[Records for position annotation]
** Begin **
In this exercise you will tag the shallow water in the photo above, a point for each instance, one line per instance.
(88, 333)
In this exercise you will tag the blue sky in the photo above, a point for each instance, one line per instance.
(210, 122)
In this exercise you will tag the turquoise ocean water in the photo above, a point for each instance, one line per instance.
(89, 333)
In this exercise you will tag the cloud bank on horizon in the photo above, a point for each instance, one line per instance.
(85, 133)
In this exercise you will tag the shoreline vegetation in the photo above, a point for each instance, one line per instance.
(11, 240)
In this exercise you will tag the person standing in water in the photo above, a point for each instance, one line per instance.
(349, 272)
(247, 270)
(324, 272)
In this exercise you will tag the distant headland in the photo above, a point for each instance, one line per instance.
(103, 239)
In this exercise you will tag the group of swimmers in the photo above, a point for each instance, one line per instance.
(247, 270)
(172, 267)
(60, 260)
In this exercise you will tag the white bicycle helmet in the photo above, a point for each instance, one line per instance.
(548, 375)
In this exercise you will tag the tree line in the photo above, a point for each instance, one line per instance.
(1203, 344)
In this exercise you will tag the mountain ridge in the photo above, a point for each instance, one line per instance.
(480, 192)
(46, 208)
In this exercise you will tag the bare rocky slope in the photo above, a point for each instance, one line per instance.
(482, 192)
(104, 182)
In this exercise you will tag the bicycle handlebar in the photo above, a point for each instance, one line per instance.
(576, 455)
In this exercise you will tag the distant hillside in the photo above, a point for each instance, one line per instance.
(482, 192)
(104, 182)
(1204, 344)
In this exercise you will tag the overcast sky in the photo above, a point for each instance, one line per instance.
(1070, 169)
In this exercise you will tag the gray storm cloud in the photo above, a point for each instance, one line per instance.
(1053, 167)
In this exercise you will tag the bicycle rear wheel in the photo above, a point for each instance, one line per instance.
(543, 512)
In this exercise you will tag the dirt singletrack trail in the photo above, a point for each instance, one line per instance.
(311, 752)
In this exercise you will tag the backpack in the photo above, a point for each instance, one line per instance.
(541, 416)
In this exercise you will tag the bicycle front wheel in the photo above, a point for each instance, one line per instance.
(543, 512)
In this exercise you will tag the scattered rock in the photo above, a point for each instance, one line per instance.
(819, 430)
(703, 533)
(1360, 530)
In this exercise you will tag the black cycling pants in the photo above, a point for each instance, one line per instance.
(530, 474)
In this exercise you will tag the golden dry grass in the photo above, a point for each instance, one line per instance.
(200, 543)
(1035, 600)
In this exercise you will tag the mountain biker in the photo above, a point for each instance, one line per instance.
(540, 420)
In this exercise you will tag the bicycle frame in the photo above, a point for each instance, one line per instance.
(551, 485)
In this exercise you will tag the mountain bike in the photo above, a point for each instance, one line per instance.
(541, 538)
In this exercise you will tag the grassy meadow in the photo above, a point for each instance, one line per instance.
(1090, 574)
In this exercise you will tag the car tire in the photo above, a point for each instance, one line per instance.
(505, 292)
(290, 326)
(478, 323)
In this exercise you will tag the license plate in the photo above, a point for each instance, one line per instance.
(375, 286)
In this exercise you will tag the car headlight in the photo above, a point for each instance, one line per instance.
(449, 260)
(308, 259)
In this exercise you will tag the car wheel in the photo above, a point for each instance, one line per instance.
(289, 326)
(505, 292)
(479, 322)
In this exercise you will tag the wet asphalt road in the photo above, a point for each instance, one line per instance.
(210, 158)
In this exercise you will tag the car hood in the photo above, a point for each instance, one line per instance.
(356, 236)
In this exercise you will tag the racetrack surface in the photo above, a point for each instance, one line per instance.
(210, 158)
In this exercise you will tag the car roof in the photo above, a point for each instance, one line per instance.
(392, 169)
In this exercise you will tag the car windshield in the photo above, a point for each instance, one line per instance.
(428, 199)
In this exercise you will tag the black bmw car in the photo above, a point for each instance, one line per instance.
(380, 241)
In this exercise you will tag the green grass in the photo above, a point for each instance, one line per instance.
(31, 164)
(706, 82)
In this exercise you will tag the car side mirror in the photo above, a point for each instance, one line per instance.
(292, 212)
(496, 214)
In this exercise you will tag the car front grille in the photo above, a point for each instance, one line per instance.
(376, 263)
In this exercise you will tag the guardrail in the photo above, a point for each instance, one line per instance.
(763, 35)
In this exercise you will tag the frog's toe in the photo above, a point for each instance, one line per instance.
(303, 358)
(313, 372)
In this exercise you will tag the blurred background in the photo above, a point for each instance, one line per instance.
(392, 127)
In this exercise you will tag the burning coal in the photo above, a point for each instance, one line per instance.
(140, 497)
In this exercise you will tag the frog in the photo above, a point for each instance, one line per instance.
** End **
:: Your objective ::
Please put every line of the records above into a numbered list, leaving out any blank lines.

:: Complete output ::
1. In this exercise you will tag the shallow water in the photo above, a point for each instance, one line per instance.
2. (88, 333)
3. In this exercise you will tag the blue sky in the photo above, a point for each instance, one line per instance.
4. (210, 122)
5. In this exercise you will tag the turquoise ocean water in the photo above, a point for each instance, one line per instance.
6. (89, 333)
7. In this exercise you will tag the cloud bank on horizon in the photo above, a point for each instance, one line per instance.
8. (85, 133)
9. In this exercise you will tag the shoreline vegetation in the photo above, a point for each instance, one line per instance.
10. (11, 240)
11. In this exercise you will tag the person standing in water in the photo above, a point for each instance, one line per instance.
12. (349, 272)
13. (247, 270)
14. (324, 272)
15. In this exercise you will tag the distant headland in the photo above, a point for each instance, one line per instance.
16. (103, 239)
17. In this exercise you will tag the group of swimmers in the photo above, a point for each instance, one line per instance.
18. (247, 270)
19. (172, 267)
20. (60, 260)
21. In this exercise you will tag the white bicycle helmet in the photo above, a point for each instance, one line per instance.
22. (548, 375)
23. In this exercise you will tag the tree line in the photo above, a point for each instance, one line per instance.
24. (1203, 344)
25. In this exercise you will tag the mountain ridge in the photo above, a point for each instance, one line per instance.
26. (480, 192)
27. (46, 208)
28. In this exercise you will tag the bare rocky slope in the photo above, a point for each instance, one line per instance.
29. (482, 192)
30. (104, 182)
31. In this exercise you will tag the bicycle handlebar in the photo above, a point for each instance, one line per instance.
32. (576, 455)
33. In this exercise you will tag the distant hillside in the photo above, a point for each instance, one line per instance.
34. (482, 192)
35. (104, 182)
36. (1204, 344)
37. In this exercise you will tag the overcast sky in the photo above, a point for each instance, one line per instance.
38. (1070, 169)
39. In this exercise you will tag the gray storm cloud in the photo above, a point for each instance, one line per instance.
40. (1053, 167)
41. In this exercise you will tag the bicycle rear wheel in the photo above, a point for each instance, one line per instance.
42. (543, 512)
43. In this exercise you will tag the dirt singletrack trail in the photo above, a point for each instance, one line per instance.
44. (311, 752)
45. In this exercise you will tag the backpack in the photo above, a point for each instance, one line per instance.
46. (541, 416)
47. In this exercise you will tag the bicycle front wheel in the photo above, a point for each instance, one line per instance.
48. (543, 512)
49. In this exercise you will tag the scattered rock in the photo above, a point for each instance, one line per instance.
50. (819, 430)
51. (703, 533)
52. (1360, 530)
53. In this exercise you will tag the black cycling pants in the photo above, a point for each instance, one line per instance.
54. (530, 474)
55. In this exercise you will tag the golden dry grass in the photo above, a point for each instance, one line per instance.
56. (200, 543)
57. (1035, 600)
58. In this exercise you will tag the mountain biker in the photo above, a point for each instance, one line per instance.
59. (540, 420)
60. In this exercise you will tag the bicycle frame in the photo above, a point for each instance, one line per instance.
61. (551, 485)
62. In this exercise you will tag the mountain bike in the photo above, a point for each instance, one line per instance.
63. (541, 538)
64. In this exercise you will tag the grassy meadow in the photo above, a point for each instance, one line per instance.
65. (1090, 574)
66. In this exercise you will tag the car tire in the photo above, a point for each instance, one line per instance.
67. (505, 292)
68. (290, 326)
69. (478, 323)
70. In this exercise you will tag the license plate in the photo above, a point for each instance, one line per instance.
71. (375, 286)
72. In this exercise you will tag the car headlight in the photo above, a point for each instance, one line per instance.
73. (449, 260)
74. (308, 259)
75. In this exercise you will tag the car wheel in the photo above, a point for each instance, one line per instance.
76. (289, 326)
77. (505, 292)
78. (479, 322)
79. In this exercise you will tag the wet asphalt road in the photo above, a point for each instance, one line per instance.
80. (210, 158)
81. In this exercise you will tag the car hood in the photo above, a point for each instance, one line per instance.
82. (356, 236)
83. In this exercise you will tag the racetrack surface in the photo above, a point for each instance, one line per instance.
84. (210, 158)
85. In this exercise you will tag the car roof in the photo above, a point for each instance, one line per instance.
86. (392, 169)
87. In this exercise you will tag the car windshield in the photo above, a point for each instance, one line per instance.
88. (428, 199)
89. In this exercise you will tag the black bmw car in the photo above, a point for each instance, one line per instance.
90. (380, 241)
91. In this exercise you will tag the green grass in the photo above, a point for each instance, one line per instance.
92. (31, 164)
93. (706, 82)
94. In this exercise you will tag the car side mirror in the photo above, a point for each instance, one line per instance.
95. (292, 212)
96. (496, 214)
97. In this exercise you will tag the car front grille in the photo above, a point for each instance, one line per instance.
98. (376, 263)
99. In this exercise you will tag the guardrail in the photo above, a point for each instance, one line per instance.
100. (763, 35)
101. In this exercise you will tag the frog's toe in the photo above, a point for each instance, one line per instance.
102. (303, 358)
103. (313, 372)
104. In this exercise you will tag the blurred background in the photo above, a point for each instance, one line per instance.
105. (392, 127)
106. In this exercise you will tag the burning coal in the photo above, a point for each instance, one line per instance.
107. (140, 497)
108. In this exercise you will tag the frog in the photo above, a point for each instance, one line per instance.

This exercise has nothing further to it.